■ What is needed ■
Go through the material and pull out every line with the string "tire" in it.

■ Exercise inputs ■
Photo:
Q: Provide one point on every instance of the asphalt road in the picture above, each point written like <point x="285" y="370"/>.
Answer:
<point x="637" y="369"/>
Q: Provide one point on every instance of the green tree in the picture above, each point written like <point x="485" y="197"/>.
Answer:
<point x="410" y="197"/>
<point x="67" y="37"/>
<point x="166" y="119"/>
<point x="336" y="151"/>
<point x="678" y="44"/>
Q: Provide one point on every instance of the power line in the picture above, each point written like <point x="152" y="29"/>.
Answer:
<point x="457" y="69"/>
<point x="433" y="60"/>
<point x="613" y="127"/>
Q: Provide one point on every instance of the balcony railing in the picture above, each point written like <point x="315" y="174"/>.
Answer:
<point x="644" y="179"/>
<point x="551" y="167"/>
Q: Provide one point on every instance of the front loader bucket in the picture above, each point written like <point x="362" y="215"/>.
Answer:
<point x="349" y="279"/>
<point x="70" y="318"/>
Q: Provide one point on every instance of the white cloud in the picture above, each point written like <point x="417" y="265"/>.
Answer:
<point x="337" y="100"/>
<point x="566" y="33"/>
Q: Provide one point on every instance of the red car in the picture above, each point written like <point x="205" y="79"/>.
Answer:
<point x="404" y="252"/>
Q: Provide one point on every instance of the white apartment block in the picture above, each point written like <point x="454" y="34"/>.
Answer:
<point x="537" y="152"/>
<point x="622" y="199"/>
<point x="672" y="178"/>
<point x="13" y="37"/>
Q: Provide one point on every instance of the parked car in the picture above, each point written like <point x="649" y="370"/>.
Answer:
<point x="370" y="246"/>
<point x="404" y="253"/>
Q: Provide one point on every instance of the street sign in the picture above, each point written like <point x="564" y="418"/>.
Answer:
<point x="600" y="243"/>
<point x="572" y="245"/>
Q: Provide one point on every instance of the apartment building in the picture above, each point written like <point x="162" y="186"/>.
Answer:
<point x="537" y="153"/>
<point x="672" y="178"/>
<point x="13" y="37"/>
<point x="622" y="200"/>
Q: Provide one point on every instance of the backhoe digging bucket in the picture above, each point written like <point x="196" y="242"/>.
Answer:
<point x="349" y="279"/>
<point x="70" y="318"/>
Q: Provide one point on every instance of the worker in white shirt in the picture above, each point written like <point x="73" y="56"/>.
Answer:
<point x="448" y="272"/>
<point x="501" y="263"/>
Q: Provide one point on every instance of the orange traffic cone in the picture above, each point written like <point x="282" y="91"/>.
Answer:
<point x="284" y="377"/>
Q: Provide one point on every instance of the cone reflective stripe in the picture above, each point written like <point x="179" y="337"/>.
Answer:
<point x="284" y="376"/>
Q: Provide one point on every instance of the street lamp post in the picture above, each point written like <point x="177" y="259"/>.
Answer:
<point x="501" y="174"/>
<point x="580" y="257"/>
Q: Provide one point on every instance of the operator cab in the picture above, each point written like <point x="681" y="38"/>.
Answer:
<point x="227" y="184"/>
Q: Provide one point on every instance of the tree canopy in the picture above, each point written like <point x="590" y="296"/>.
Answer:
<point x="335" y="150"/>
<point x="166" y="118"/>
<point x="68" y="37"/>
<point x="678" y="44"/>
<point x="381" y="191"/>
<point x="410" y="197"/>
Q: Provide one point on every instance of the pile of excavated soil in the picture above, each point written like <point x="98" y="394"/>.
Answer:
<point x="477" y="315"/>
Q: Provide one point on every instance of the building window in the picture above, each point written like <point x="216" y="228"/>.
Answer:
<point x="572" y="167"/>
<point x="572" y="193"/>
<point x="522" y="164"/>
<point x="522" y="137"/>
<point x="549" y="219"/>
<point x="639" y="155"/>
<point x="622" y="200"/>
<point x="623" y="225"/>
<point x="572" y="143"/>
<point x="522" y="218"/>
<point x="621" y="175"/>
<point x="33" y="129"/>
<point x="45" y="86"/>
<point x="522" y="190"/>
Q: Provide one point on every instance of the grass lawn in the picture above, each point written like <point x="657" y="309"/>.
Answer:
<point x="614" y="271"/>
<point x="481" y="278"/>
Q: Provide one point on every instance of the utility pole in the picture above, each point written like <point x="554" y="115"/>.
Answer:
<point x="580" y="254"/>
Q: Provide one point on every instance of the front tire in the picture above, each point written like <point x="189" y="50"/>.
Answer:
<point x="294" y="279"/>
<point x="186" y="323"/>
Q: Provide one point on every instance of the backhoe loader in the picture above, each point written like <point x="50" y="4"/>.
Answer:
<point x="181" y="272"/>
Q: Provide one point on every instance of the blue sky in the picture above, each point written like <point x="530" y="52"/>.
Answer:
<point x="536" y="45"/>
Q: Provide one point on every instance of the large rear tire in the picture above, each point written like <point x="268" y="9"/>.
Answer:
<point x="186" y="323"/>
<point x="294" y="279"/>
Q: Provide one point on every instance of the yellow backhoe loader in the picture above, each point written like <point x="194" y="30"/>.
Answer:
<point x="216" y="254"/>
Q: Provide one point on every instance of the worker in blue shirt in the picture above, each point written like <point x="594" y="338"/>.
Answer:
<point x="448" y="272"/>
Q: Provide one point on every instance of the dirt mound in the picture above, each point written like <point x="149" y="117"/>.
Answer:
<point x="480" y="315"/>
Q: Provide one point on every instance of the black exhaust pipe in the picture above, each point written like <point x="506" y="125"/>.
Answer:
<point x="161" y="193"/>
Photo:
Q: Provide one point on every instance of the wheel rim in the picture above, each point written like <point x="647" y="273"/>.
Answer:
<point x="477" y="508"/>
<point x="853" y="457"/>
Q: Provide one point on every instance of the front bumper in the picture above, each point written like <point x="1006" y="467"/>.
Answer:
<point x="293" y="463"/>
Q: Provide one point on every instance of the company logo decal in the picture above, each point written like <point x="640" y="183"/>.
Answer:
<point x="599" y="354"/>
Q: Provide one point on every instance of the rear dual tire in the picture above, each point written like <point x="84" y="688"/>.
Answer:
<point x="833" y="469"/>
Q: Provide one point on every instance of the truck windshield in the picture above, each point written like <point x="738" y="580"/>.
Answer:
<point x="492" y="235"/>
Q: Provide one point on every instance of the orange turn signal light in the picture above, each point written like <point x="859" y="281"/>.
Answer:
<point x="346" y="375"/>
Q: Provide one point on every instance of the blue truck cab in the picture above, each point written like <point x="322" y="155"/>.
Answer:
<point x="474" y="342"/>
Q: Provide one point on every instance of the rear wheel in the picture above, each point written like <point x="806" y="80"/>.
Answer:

■ Response area ■
Q: Provide one point on every instance of the front tire in the picture above, each point written like <point x="189" y="50"/>.
Q: Provide one point on every instance of the large rear tire in the picture above, each point written like <point x="268" y="9"/>.
Q: Provide one point on every instance of the rear dual tire in the picture above, each point written like <point x="84" y="688"/>.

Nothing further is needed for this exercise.